> EXTRACT TO READ
- - -
Quick Numbers: Mark Williams ready for big sophomore season at Duke

Mark Williams, one of the breakout stars for Duke basketball, will return for his sophomore season. After a strong finish to the 2020-21 season, there was some speculation that Williams would at least test the NBA Draft process.

However, the 7-footer announced on Twitter than he plans to be back at Cameron Indoor Stadium for the 2021-22 season.

While expected, the decision from Williams comes at an important time for the Blue Devils. Over the last six weeks, Duke has seen two other freshman bigs — Jaemyn Brakefield and, more recently, Henry Coleman — enter the transfer portal.

After an All-ACC sophomore season, Matthew Hurt is headed to the NBA Draft. Hurt’s decision wasn’t much of a surprise, either. But Hurt toggled between the 4 and the 5 for Duke last season. While frontcourt reinforcements will arrive in the form of 5-star forward Paolo Banchero and Marquette transfer Theo John, Williams serves as the likely candidate to man the center position.

Williams, however, is more than just a stabilizing force. There’s a lot of ability here; Williams is on the verge of turning into a real NBA prospect. Given how he finished his rookie season, playing with newfound confidence and impact, there’s much to be intrigued by with Duke’s frontcourt rotation.



Freshman Rewind: Mark Williams

During the 2020-21 season, Williams appeared in 23 games (15 starts); he averaged 7.1 points, 4.5 rebounds and 1.4 blocks per game. (Per 40 minutes: 11.8 rebounds, 3.7 blocks, 1.5 steals, 4.7 FTA)

Over the final 10 games (10 starts), though, Williams saw his playing time and production rise: 24 minutes, 13.0 points (70 FG%), 6.3 rebounds, 1.9 blocks and 1.1 steals per game. Williams played fewer than 19 minutes in only one of these games: 7 minutes vs. Virginia and Jay Huff’s pick-and-pop gravity.

With Williams on the floor over that last stretch of 10 games (241 minutes), Duke outscored opponents by 65 points, according to Pivot Analysis. In those minutes, Duke scored at an efficient clip on offense: 1.22 points per possession.

During the final 10 games, Duke posted a net rating of +17.2 points per 100 possession with Williams on the court.

On offense, Williams functions primarily as a vertical threat and paint finisher. He rolls hard to the basket out of pick-and-roll or works the baseline/dunker spot as a cutter. However, there are some ball skills, too. Williams isn’t exactly a playmaker, but there are face-up passing flashes. He even showed some quick processing skills as a passer in Duke’s continuity ball screen offense or high-low game.

Williams can handle the ball some has a DHO target as well, while also having the presence of mind to hold his screen before diving to the rim. Williams is huge and needs to leverage his size as a way to help create advantage in the half court.


Interior post-to-post passing isn’t the best indicator of overall passing acumen, but those little bits of passing should come in handy next when Williams shares the frontcourt with 5-star power forward Paolo Banchero, the projected No. 1 pick in the 2022 NBA Draft.
- - -
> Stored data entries
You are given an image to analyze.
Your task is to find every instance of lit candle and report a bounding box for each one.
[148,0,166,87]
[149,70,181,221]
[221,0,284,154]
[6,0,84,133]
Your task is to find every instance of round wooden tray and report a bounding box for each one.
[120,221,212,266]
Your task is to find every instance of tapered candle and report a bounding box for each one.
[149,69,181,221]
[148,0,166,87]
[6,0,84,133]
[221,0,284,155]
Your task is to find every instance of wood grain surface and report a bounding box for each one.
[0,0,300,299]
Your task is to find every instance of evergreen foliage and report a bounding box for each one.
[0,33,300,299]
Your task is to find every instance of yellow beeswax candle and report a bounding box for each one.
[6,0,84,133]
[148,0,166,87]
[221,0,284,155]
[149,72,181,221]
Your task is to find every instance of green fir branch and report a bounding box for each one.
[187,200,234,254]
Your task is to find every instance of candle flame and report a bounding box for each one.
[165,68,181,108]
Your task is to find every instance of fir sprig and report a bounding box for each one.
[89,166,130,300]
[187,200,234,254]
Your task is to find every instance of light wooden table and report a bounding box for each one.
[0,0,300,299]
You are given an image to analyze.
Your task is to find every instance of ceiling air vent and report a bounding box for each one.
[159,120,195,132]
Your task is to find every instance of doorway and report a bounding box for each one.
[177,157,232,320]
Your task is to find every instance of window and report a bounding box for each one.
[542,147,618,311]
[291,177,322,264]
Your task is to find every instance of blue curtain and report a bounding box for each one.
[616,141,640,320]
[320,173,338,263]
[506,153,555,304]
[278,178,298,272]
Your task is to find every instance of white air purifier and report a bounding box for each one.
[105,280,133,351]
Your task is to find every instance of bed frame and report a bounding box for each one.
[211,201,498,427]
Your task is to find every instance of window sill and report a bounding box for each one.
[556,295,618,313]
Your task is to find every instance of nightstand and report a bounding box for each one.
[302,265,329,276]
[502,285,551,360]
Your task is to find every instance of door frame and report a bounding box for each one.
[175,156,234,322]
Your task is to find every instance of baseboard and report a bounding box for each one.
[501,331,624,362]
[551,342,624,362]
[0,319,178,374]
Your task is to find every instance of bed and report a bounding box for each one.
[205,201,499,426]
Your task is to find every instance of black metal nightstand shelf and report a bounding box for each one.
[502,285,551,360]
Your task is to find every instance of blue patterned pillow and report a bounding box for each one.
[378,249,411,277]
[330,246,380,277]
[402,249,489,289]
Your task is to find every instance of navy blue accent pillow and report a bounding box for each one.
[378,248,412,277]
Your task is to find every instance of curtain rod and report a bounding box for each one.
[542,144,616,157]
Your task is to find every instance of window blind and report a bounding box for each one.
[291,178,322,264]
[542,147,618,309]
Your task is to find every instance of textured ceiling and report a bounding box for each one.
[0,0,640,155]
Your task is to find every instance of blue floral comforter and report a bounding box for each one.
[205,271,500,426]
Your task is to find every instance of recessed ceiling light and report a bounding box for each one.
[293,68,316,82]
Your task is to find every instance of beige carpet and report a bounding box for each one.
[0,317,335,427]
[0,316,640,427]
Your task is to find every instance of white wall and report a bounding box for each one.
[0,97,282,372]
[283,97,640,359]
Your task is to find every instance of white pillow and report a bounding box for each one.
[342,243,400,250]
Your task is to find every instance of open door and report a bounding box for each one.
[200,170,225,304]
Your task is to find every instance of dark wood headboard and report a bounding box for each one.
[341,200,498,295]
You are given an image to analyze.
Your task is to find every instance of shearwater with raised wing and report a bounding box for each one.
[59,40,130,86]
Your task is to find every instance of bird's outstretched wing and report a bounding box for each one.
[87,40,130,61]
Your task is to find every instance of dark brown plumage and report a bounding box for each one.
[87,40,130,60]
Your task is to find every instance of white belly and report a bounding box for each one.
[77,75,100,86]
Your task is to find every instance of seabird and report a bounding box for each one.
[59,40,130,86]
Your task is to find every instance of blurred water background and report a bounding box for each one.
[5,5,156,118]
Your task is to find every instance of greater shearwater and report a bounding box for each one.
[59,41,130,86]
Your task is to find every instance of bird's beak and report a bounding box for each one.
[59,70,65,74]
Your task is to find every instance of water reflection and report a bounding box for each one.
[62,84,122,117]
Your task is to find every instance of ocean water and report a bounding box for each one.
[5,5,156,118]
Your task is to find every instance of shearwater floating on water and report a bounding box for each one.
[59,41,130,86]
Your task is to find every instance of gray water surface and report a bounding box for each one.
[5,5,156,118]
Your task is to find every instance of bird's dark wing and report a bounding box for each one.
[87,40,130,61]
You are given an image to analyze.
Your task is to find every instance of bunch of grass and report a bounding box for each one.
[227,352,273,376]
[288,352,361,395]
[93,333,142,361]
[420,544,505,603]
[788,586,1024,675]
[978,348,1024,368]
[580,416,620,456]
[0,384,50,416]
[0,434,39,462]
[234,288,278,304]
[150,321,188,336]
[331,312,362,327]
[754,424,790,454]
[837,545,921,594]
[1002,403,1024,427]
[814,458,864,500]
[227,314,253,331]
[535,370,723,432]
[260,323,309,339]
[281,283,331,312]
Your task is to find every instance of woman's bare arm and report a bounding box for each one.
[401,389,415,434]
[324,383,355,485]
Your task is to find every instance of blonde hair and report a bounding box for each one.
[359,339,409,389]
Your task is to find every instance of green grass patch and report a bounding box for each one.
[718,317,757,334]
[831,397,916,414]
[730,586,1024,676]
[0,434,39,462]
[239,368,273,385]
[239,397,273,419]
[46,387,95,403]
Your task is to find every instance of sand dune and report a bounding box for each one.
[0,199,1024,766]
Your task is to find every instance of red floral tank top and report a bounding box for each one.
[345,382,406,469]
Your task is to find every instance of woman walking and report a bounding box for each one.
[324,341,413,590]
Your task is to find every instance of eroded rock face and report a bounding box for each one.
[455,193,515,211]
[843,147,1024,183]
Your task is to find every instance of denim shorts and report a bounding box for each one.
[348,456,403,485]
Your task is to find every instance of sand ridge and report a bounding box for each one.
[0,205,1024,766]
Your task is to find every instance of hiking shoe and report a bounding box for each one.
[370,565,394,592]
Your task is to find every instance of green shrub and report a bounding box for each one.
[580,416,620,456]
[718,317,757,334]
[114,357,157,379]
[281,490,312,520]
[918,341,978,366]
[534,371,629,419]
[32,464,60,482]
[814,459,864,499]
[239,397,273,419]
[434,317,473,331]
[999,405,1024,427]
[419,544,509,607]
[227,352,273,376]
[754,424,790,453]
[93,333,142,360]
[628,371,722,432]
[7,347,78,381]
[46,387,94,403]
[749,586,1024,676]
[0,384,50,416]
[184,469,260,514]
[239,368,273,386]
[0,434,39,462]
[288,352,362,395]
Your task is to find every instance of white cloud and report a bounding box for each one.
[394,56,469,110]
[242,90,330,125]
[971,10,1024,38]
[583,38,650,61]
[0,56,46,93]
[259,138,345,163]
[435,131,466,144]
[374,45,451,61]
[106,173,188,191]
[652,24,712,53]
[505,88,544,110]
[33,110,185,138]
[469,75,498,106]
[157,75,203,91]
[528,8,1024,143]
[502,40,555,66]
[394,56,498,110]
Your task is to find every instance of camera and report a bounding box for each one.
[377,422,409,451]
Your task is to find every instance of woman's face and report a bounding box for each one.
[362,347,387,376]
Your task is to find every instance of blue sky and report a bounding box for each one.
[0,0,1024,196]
- - -
> PROMPT 1
Quote the article on Mark Williams from "However, the 7-footer" up to and including "the transfer portal.".
> PROMPT 2
Based on the article on Mark Williams, decide whether each statement below is accurate, answering yes or no and quoting the words of the article that settle it: (a) Williams appeared in 23 games during the 2020-21 season, 15 of them as a starter. (b) Matthew Hurt will stay at Duke for another season. (c) Over the final 10 games, Williams averaged 13.0 points per game.
> PROMPT 3
Continue the article on Mark Williams, starting after its last sentence.

> EXERCISE RESPONSE 1
However, the 7-footer announced on Twitter than he plans to be back at Cameron Indoor Stadium for the 2021-22 season.

While expected, the decision from Williams comes at an important time for the Blue Devils. Over the last six weeks, Duke has seen two other freshman bigs — Jaemyn Brakefield and, more recently, Henry Coleman — enter the transfer portal.

> EXERCISE RESPONSE 2
(a) Yes: "Williams appeared in 23 games (15 starts)". (b) No: "Matthew Hurt is headed to the NBA Draft". (c) Yes: "13.0 points (70 FG%)".

> EXERCISE RESPONSE 3
Quick Thoughts: Areas of Improvement

There’s still a lot of work to be done. Williams improved as a post-up scorer (52.9 FG%), but he’s still raw down on the low block. Williams will rarely post-up when he eventually lands in the NBA; however, Duke will likely feature post action with Williams next season.

On the defensive side of the floor, Williams is obviously a monster presence around the basket. He brings tremendous size and reach to the table, which account for why he’s such a terror on this half of the court.

Williams moves pretty well, although he’s not exactly the quickest leaper. With his size, Williams has margin for error built-in as a rim protector. But can he speed up his load time when it comes to closing ground and contesting shots at the rim?

When Williams is on the floor, Duke defends ball screens in drop or ice coverage. For the most part, this more conservative approach can work really well. Of course, it’s vulnerable to certain offenses and player types. There’s a reason he played just a handful of minutes during the win over Virginia: Huff’s shooting gravity is a real threat vs. the drop in pick-and-pop actions.

Williams was left most exposed when Duke asked him to drop but stay high — around the level of the screener. Working against spread offenses, this requires Williams to cover too much ground, or work in space against ACC-level guards.

Some of this can be corrected by simply recognizing actions and taking better initial position.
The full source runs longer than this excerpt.